Assignment:
The task calls for each record to be given again unchanged, minus any pictures.

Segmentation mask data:
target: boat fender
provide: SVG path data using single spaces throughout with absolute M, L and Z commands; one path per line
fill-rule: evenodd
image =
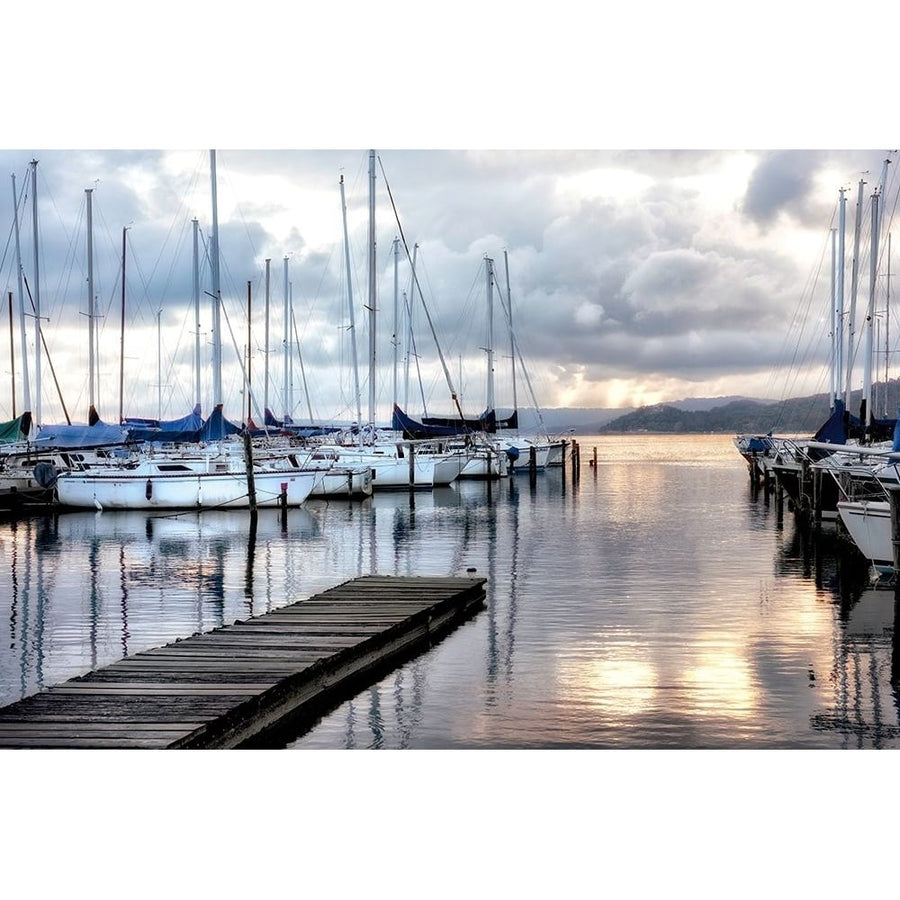
M 59 473 L 52 462 L 39 462 L 34 467 L 34 480 L 42 488 L 52 488 L 58 477 Z
M 507 447 L 506 455 L 509 459 L 515 461 L 519 458 L 519 448 L 518 447 Z
M 148 478 L 147 487 L 144 488 L 144 496 L 149 500 L 153 496 L 153 482 Z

Solution for this problem:
target: boat fender
provide: SVG path data using single spaces throughout with absolute M, L and Z commands; one path per line
fill-rule: evenodd
image =
M 59 473 L 52 462 L 39 462 L 34 467 L 34 480 L 42 488 L 52 488 L 58 477 Z
M 507 447 L 506 455 L 509 459 L 515 461 L 519 458 L 519 448 L 518 447 Z
M 148 478 L 147 487 L 144 488 L 144 496 L 149 500 L 153 496 L 153 482 Z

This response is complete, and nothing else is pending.